==== Provided data
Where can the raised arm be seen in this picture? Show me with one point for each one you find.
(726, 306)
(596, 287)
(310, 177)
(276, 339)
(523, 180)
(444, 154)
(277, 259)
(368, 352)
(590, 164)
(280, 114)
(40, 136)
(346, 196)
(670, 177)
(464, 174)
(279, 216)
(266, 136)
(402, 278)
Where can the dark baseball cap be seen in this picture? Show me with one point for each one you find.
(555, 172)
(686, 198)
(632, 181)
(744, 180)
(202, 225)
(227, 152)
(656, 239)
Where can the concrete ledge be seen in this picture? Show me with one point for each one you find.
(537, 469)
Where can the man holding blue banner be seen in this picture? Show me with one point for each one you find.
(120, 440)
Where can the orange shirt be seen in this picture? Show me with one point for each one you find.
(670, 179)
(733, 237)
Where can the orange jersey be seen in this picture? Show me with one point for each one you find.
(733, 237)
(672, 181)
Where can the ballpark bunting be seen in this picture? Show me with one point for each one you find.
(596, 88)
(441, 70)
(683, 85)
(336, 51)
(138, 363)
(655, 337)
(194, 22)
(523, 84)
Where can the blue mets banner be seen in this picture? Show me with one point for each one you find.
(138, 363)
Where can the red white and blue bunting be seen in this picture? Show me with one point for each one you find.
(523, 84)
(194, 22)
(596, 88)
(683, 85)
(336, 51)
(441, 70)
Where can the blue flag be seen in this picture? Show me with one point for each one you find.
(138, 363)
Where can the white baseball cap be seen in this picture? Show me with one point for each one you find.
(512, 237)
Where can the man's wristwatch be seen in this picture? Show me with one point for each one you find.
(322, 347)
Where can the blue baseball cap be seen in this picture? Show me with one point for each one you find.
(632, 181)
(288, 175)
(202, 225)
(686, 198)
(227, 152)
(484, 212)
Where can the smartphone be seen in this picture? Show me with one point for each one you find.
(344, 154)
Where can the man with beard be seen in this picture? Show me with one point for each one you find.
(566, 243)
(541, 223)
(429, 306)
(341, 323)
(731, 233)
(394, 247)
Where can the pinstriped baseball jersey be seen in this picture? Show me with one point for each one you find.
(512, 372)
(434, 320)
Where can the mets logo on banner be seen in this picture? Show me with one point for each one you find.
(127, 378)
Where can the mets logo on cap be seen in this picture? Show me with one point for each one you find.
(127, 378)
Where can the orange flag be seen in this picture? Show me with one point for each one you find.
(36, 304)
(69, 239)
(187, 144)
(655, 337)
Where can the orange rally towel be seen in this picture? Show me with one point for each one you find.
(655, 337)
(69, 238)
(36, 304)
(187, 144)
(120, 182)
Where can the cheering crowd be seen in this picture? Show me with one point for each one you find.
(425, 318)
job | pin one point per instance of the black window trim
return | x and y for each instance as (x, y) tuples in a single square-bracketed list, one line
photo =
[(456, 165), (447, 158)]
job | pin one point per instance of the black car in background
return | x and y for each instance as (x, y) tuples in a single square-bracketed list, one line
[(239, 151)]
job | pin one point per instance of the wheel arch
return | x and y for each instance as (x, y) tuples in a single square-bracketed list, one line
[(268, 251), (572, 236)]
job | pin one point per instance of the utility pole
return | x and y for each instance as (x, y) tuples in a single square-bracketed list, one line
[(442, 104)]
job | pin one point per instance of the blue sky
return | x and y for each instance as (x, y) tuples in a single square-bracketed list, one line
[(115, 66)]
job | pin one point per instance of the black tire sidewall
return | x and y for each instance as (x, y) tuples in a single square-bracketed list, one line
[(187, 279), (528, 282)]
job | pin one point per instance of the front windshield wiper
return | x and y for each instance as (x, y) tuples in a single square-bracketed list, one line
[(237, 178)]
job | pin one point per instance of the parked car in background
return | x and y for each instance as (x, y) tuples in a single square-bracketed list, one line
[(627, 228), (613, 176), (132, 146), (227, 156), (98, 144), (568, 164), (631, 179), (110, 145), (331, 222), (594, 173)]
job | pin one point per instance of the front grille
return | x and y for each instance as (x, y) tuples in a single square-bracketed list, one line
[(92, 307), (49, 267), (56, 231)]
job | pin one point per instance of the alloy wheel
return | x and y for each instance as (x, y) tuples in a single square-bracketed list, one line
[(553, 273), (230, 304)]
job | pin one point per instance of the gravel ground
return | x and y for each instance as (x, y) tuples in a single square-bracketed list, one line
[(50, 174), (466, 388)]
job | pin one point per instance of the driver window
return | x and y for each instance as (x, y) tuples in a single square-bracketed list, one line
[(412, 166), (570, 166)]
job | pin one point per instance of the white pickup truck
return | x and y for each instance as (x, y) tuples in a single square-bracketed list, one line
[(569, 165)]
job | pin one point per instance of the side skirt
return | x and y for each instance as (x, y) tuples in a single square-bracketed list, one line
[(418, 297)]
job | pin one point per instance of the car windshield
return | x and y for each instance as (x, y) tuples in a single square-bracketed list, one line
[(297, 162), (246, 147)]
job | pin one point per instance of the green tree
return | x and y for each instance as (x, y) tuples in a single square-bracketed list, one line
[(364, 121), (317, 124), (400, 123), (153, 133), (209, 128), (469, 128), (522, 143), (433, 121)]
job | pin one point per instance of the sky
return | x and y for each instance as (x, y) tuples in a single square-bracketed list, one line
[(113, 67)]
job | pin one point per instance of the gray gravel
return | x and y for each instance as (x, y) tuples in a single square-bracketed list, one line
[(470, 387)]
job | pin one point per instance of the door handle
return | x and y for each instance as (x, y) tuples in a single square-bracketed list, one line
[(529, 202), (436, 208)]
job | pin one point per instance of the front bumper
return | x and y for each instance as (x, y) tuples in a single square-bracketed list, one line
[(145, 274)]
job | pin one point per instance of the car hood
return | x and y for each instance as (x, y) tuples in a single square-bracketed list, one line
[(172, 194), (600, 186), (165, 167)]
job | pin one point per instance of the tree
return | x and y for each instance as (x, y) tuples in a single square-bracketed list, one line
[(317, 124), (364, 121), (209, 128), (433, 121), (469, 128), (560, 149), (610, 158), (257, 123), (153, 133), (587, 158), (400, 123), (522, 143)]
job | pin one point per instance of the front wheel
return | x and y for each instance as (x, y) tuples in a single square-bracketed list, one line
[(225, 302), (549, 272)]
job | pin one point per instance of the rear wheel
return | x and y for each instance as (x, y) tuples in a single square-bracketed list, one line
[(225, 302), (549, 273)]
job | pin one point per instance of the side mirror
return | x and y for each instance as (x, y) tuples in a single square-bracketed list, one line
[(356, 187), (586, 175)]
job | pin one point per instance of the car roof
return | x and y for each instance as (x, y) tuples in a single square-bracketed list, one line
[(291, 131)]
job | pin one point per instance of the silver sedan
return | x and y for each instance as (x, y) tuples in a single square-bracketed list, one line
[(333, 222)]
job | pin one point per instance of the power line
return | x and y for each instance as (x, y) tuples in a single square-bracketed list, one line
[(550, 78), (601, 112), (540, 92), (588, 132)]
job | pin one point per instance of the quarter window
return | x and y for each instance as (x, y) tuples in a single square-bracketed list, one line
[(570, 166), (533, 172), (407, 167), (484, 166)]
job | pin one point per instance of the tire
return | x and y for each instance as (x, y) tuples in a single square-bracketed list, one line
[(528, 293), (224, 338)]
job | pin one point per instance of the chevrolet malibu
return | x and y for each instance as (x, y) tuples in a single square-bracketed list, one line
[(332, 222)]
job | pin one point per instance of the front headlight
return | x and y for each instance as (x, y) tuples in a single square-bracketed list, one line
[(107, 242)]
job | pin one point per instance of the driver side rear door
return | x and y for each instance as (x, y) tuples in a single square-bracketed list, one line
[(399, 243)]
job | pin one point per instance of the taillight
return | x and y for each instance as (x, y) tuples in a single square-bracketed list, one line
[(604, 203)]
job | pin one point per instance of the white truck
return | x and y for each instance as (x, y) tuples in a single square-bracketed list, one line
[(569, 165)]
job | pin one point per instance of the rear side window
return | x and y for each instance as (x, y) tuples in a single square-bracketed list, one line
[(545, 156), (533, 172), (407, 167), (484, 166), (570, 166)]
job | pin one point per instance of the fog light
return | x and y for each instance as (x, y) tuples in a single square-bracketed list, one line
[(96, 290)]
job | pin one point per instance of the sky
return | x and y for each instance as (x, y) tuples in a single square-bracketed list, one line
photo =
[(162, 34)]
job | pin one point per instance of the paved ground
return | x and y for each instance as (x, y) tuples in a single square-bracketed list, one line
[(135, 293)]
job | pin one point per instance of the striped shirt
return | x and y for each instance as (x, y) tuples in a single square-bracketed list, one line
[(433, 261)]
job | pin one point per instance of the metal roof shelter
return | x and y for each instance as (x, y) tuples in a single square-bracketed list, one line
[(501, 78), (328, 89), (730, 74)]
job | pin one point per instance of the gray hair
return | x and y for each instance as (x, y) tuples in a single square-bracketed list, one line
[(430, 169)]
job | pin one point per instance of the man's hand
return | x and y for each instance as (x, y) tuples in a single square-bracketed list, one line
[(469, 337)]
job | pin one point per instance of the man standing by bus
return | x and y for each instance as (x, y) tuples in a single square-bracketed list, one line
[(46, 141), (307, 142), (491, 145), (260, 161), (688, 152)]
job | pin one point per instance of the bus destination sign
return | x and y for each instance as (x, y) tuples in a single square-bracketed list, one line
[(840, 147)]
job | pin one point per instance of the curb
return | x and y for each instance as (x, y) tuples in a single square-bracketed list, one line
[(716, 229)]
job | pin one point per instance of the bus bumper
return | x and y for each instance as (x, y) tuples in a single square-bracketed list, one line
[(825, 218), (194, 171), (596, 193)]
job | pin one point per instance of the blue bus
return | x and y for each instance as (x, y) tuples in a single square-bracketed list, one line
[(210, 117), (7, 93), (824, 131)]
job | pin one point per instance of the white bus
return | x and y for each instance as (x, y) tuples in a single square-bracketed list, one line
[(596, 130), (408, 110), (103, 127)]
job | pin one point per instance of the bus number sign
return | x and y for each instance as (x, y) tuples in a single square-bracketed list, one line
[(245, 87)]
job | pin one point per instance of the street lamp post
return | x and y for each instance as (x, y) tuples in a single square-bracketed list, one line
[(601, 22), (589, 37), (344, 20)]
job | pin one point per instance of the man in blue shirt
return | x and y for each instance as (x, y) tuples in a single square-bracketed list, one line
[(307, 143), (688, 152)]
========
Can you format the listing between the line containing "job | pin one point per instance of the driver side" and the line containing "[(545, 156), (533, 172), (407, 167), (484, 166), (570, 166)]", inclusive, as a two-column CSV with the headers instruction and answer? Give one row for each text and its answer, with each value in a quoted field and line breaks replaced by spaces.

- _Answer for the task_
instruction,answer
"job | pin one point per instance of the driver side rear door return | x and y for each instance as (x, y) tuples in a single square-bracketed list, one line","[(399, 243)]"
"job | pin one point per instance of the taillight return | x and y for each instance as (x, y) tuples in a single square-bracketed list, one line","[(604, 203)]"
"job | pin one point per instance of the white truck return | x and y for each instance as (x, y) tuples in a single square-bracketed list, one line","[(569, 165)]"
"job | pin one point per instance of the rear side window return | x and y for each instance as (x, y) tuples in a single square-bracketed list, one line","[(545, 156), (533, 172), (407, 167), (484, 166), (570, 166)]"